**WHAT THE TASK ASKS:**
Find the word "every" in the data, then copy each line where it is found.

**Entries taken from a collection:**

◆ ◆ ◆ ◆ ◆ ◆ ◆

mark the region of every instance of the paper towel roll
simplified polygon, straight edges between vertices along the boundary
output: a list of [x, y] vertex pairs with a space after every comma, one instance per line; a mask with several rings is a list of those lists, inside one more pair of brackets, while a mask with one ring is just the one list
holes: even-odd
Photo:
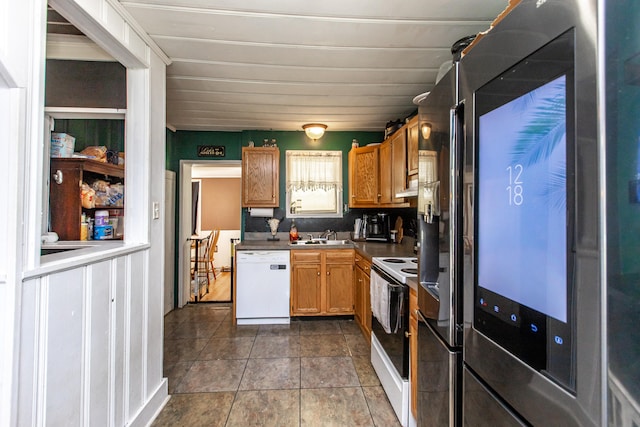
[[250, 208], [249, 216], [271, 218], [273, 217], [273, 208]]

◆ ◆ ◆ ◆ ◆ ◆ ◆

**RESPONSE BELOW:**
mark the region of every instance of the paper towel roll
output: a list of [x, y] vertex pairs with a space after every comma, one instance per line; a mask with several rings is a list of those lists, inside one more pair of brackets, while a mask with one ring is just the one list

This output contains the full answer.